DATA FOR THIS TASK:
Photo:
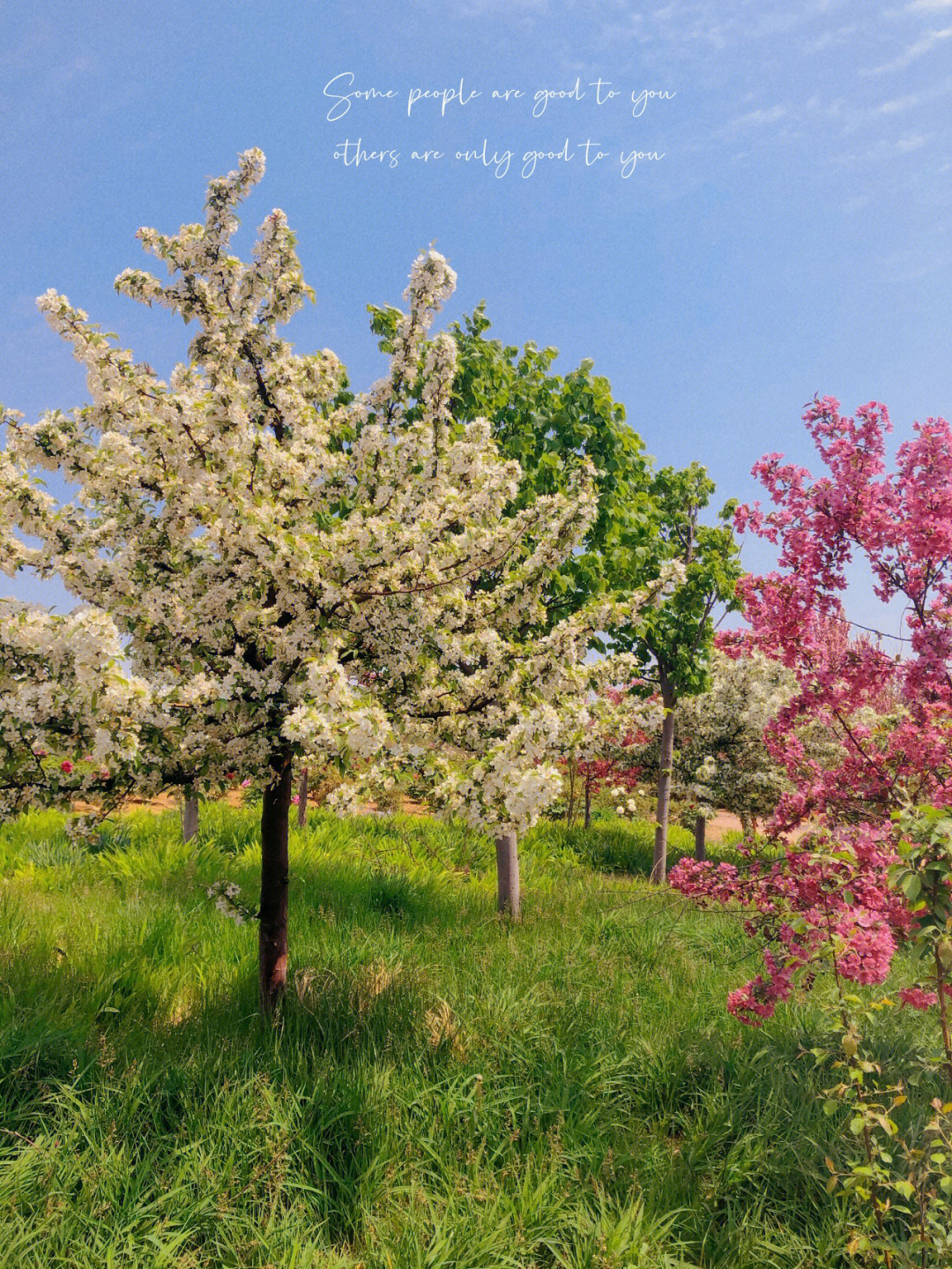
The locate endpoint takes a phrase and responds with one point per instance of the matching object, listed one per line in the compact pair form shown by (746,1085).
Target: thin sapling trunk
(700,838)
(303,798)
(507,875)
(189,818)
(659,866)
(272,913)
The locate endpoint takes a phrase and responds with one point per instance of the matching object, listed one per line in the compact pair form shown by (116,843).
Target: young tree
(602,746)
(721,760)
(268,549)
(673,644)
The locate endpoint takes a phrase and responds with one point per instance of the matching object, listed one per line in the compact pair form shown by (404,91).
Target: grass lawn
(443,1089)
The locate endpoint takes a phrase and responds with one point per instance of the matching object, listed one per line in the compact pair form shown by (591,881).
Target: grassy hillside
(443,1089)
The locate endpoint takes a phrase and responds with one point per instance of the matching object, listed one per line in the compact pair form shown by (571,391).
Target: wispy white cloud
(770,116)
(922,46)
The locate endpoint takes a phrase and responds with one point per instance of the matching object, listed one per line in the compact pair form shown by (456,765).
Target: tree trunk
(659,864)
(272,914)
(700,832)
(507,875)
(189,818)
(570,807)
(303,798)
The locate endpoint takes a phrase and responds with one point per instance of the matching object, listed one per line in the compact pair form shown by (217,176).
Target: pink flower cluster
(823,898)
(885,719)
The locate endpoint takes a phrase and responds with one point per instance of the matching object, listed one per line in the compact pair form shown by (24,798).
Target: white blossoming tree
(286,566)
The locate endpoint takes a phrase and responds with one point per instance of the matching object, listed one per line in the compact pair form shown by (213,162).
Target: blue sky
(793,239)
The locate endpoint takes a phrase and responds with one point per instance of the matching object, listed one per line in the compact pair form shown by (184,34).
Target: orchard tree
(721,760)
(673,644)
(602,748)
(284,560)
(547,422)
(885,721)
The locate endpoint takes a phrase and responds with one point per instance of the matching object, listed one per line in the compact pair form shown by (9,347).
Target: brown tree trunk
(189,818)
(507,875)
(272,914)
(700,834)
(659,864)
(303,798)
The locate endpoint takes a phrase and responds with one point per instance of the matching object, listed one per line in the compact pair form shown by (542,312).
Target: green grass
(443,1089)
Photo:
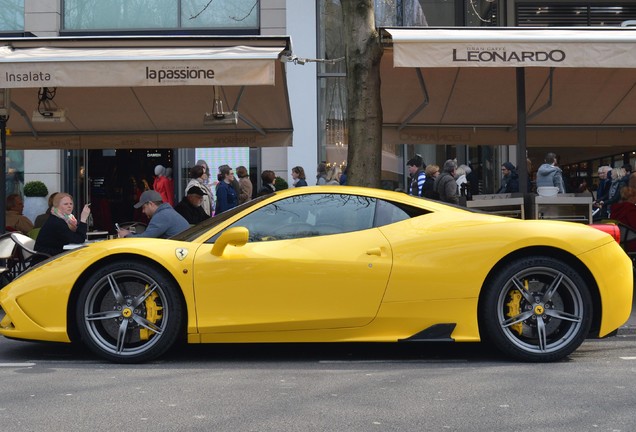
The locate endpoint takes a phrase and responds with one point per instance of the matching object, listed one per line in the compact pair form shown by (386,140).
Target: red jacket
(162,185)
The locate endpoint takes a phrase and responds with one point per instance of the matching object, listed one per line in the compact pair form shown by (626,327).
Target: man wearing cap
(509,179)
(164,220)
(190,206)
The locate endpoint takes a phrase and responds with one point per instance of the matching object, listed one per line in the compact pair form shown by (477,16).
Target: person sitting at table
(14,219)
(164,220)
(62,228)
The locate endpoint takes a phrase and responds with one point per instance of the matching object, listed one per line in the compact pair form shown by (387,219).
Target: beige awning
(442,86)
(147,92)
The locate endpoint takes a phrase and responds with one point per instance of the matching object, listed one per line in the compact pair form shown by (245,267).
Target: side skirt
(435,333)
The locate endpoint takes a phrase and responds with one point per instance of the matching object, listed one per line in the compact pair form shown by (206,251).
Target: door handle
(375,251)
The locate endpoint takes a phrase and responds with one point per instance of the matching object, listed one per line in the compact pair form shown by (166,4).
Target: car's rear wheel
(536,309)
(129,312)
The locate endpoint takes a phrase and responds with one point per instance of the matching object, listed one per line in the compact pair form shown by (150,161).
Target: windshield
(200,228)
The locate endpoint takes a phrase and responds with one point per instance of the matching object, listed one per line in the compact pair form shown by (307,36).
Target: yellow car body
(415,279)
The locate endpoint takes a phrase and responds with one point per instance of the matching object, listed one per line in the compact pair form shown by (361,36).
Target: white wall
(301,81)
(44,165)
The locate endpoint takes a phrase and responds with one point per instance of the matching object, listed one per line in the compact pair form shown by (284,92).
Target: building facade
(316,88)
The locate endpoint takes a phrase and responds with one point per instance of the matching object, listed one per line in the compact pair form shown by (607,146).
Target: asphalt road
(345,387)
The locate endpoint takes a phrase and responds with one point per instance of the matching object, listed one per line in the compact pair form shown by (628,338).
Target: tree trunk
(363,52)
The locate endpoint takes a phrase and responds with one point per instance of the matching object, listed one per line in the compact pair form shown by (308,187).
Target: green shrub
(35,188)
(280,183)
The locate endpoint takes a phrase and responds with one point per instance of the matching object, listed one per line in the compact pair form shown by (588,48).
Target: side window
(309,216)
(387,213)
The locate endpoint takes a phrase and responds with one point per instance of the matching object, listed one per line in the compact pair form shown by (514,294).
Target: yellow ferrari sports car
(332,264)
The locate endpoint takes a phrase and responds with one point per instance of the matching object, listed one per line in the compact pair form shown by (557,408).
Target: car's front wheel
(129,312)
(536,309)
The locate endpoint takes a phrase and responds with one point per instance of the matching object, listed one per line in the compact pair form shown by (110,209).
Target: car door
(313,262)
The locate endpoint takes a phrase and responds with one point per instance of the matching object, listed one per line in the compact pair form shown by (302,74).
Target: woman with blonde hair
(245,184)
(298,174)
(62,228)
(333,175)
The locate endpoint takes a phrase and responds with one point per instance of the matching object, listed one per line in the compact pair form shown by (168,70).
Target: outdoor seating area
(17,255)
(565,207)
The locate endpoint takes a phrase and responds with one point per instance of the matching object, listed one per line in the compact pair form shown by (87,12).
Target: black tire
(536,309)
(129,312)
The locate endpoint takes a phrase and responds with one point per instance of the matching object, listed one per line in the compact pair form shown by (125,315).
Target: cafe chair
(34,233)
(25,256)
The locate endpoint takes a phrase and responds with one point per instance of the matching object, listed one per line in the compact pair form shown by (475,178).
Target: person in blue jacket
(226,196)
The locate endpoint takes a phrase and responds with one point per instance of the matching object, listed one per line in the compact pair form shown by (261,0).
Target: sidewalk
(629,328)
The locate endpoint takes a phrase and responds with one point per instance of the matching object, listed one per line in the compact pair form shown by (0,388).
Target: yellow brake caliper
(514,307)
(153,314)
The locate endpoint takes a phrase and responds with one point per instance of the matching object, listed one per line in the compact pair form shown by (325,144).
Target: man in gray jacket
(549,174)
(164,220)
(445,184)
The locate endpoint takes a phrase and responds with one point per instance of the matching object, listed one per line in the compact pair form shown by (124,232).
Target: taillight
(611,229)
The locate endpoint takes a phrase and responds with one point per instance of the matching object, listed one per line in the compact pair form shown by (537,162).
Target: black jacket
(192,214)
(55,233)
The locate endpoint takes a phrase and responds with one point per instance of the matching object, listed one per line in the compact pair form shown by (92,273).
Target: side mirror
(236,236)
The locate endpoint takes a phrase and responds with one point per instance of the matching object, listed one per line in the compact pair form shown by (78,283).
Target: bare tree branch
(202,10)
(246,15)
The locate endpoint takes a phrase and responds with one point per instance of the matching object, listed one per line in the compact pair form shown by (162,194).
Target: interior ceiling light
(219,116)
(46,112)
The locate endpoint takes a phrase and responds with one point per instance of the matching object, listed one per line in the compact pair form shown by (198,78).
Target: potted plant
(35,201)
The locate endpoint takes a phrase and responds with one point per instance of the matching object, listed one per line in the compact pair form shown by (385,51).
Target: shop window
(160,14)
(12,16)
(15,172)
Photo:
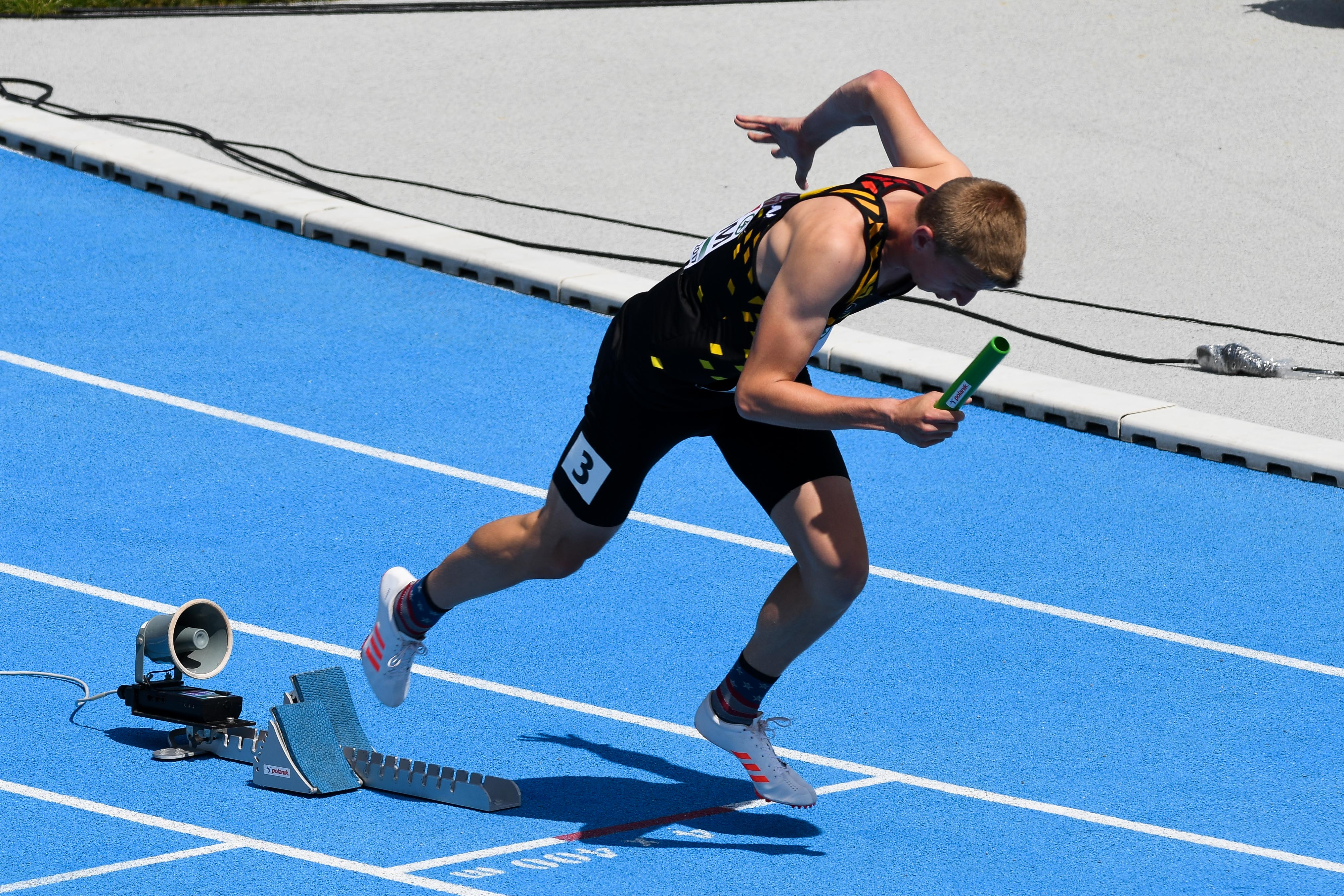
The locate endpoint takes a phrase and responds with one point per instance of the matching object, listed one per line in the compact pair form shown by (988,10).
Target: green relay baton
(965,386)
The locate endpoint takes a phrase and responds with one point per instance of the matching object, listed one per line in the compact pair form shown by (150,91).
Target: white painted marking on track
(236,840)
(874,776)
(115,867)
(690,528)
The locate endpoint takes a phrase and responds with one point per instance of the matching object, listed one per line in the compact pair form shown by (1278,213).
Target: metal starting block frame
(330,739)
(237,742)
(426,781)
(275,766)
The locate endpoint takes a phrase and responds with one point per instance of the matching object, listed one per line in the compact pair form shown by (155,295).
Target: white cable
(78,682)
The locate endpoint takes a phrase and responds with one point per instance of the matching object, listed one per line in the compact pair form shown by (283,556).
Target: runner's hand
(918,422)
(787,133)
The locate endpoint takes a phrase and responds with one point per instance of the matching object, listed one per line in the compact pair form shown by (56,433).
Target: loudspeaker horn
(196,639)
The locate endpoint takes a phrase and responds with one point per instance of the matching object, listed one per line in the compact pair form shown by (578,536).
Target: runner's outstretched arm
(874,99)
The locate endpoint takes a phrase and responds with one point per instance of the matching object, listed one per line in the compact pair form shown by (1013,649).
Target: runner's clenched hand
(918,422)
(787,133)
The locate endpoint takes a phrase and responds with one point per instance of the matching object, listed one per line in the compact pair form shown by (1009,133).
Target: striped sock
(739,698)
(415,613)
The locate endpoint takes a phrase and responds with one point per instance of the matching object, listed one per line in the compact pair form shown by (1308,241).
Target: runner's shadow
(595,802)
(1318,14)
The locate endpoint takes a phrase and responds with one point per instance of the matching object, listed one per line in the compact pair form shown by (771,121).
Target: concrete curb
(306,213)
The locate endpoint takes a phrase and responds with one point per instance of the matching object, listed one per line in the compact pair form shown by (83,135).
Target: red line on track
(640,825)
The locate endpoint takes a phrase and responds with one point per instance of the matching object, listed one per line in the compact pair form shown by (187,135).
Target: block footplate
(426,781)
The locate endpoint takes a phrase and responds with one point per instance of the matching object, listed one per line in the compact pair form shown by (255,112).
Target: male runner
(721,348)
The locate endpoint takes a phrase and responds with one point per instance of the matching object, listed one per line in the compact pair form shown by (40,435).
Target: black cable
(249,160)
(230,148)
(1173,318)
(463,193)
(372,9)
(1080,347)
(1042,336)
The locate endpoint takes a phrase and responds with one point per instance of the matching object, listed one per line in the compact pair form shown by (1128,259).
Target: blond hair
(982,222)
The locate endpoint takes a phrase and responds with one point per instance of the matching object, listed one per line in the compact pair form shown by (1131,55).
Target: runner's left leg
(820,522)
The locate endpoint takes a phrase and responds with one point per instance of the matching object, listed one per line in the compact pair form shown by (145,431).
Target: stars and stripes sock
(413,610)
(739,698)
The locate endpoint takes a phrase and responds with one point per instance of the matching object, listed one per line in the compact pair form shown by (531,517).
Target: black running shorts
(636,416)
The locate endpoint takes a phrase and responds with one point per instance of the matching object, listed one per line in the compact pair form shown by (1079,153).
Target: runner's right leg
(550,543)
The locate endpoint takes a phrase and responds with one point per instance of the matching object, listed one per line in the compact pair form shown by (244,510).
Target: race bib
(736,229)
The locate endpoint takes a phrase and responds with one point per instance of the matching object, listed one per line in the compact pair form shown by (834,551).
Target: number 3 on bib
(585,469)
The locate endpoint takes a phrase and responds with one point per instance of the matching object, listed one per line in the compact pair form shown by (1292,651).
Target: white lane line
(1111,821)
(429,672)
(1065,613)
(108,870)
(874,776)
(958,790)
(234,840)
(246,420)
(761,545)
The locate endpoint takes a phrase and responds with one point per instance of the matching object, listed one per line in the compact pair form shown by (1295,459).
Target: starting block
(315,745)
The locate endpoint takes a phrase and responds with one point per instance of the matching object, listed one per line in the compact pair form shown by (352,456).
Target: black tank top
(702,331)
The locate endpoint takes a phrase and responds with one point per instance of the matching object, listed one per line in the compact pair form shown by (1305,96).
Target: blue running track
(144,499)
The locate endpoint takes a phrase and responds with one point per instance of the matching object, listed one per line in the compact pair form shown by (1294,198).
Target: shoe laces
(406,655)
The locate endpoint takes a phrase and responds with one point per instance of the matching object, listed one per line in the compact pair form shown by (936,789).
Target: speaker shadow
(142,738)
(1316,14)
(593,804)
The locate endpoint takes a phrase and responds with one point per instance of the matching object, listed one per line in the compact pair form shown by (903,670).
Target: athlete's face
(947,277)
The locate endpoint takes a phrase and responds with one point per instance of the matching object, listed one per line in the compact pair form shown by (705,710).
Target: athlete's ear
(922,238)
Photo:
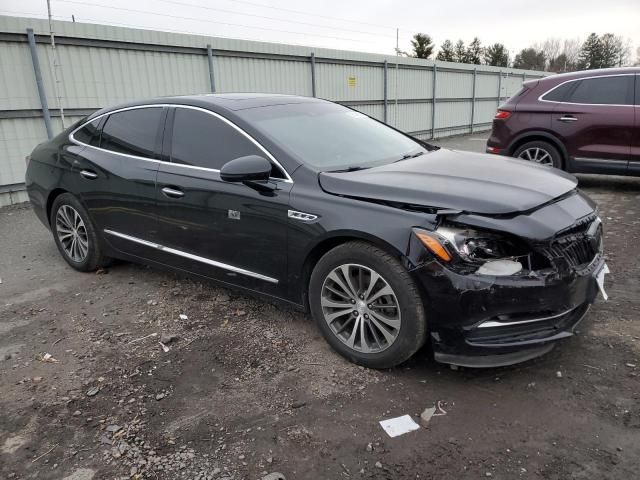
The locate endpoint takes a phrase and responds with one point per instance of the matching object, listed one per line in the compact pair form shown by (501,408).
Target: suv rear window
(560,93)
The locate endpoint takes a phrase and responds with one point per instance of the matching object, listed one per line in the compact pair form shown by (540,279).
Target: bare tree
(551,48)
(571,52)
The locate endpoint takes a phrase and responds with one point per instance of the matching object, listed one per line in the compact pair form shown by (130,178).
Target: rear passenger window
(604,90)
(202,140)
(89,134)
(133,132)
(560,93)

WHAT IS EXPECTED: Produce an exact copy of only those lines that run from the line with "shown by (1295,459)." to the final line of the records, including both; exclude images.

OUTPUT FOR THIS TASK:
The locate endpoint takes a phrase and responds with one point per instance of the matching object, listed one per line in the compact pair form shown by (1295,459).
Target: starting block
(315,745)
The locate endpoint takes a phrase and responds with one point per instance of the matching object, listed one per line in the compact pair form shown by (352,456).
Target: black tank top
(702,331)
The locate endpoint takes a phrase and responds with one point per instance of the matching object, listed one per line in the compact pair form shown by (1305,96).
Target: blue running track
(144,499)
The locate endpoint takes a phrase and responds with one point per instance of the matching object, listed one per line in the compact pair form shown by (1294,198).
Target: shoe laces
(406,655)
The locate endpoint takes a phrase and responds with one point per instance of the matching object, listed one per line in the compact pair form shown by (936,789).
Target: speaker shadow
(142,738)
(1316,14)
(593,804)
The locate endpoint takes a phrase and responds with one point per instance of the matching object, listed one per line in the compact pair form shown by (903,670).
Target: athlete's face
(947,277)
The locate endpoint takes a phrase and responds with one point per instance of the matching object, listed one per line in the compact pair form shown by (705,710).
Target: athlete's ear
(922,238)
Photo:
The locate endpoint takes a phrase and responds with one point per instance of the matching object, listed one per line in the compact pair form shown by (501,408).
Target: suv rear window
(560,93)
The locate endpoint takes a phrase and responds with one point per instance of the matching object, listed one per line in the compact pair form shown by (540,279).
Target: bare tree
(551,48)
(571,52)
The locate endpoint takes a phrase and responds with one point per instance of the matching object, listed one per line in the compact pair form shown by (130,178).
Target: rear passenger window
(604,90)
(202,140)
(89,134)
(133,132)
(560,93)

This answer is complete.